%%

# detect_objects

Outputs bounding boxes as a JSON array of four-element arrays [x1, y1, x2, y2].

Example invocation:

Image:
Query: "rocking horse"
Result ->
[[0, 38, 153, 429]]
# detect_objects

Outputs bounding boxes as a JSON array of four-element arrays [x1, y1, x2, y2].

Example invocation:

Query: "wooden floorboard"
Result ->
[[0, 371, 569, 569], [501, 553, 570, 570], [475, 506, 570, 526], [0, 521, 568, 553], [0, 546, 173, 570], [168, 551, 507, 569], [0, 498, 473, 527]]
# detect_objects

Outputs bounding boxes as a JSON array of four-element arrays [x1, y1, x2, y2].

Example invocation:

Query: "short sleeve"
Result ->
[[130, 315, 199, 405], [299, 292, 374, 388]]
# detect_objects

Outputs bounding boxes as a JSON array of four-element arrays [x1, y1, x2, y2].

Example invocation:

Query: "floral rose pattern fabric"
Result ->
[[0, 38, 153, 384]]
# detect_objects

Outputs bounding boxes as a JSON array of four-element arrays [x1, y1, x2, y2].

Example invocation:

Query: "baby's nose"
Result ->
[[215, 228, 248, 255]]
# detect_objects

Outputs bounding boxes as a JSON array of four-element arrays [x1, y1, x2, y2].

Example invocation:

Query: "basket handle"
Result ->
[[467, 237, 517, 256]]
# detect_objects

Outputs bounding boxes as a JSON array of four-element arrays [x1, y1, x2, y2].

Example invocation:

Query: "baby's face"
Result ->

%%

• What you should do: The full listing above needs to be retyped exactly.

• Exercise result:
# detect_objects

Outputs bounding boxes as a JSON array of four-element arrays [x1, y1, x2, y2].

Example invocation:

Image:
Query: "rocking horse"
Result ->
[[0, 38, 153, 429]]
# detect_objects

Outputs bounding boxes as a JSON array of four-element arrays [x1, y1, x2, y2].

Example invocation:

Query: "wooden floorboard"
Result ->
[[0, 371, 569, 569], [501, 553, 570, 570], [475, 506, 570, 526], [0, 521, 568, 553], [0, 546, 173, 570], [168, 551, 507, 569], [0, 498, 473, 527]]
# detect_objects

Outputs bounding boxes as a JSON array of four-element arrays [x1, y1, x2, y2].

Example invocation:

Query: "short sleeve"
Result ->
[[130, 315, 199, 405], [299, 292, 374, 388]]
# detect_objects

Outputs bounding boxes as a JSON array of four-element arrays [x1, y1, x2, y2].

Example invocation:

Query: "floral rose pattern fabric"
Result ->
[[0, 38, 153, 384]]
# detect_objects

Outputs bounding boxes as a JSON array of four-element arrays [x1, y1, x2, y2].

Example invocation:

Query: "baby's nose"
Result ->
[[215, 228, 248, 255]]
# detect_objects

Outputs bounding boxes as a JSON array of four-element arrays [x1, y1, x2, y2].

Example invocation:

Query: "basket handle"
Result ->
[[467, 237, 517, 256]]
# detect_objects

Outputs bounding boxes as a JSON array of four-element arrays [x1, y1, x2, y2].

Example invocation:

Query: "baby's face"
Result ->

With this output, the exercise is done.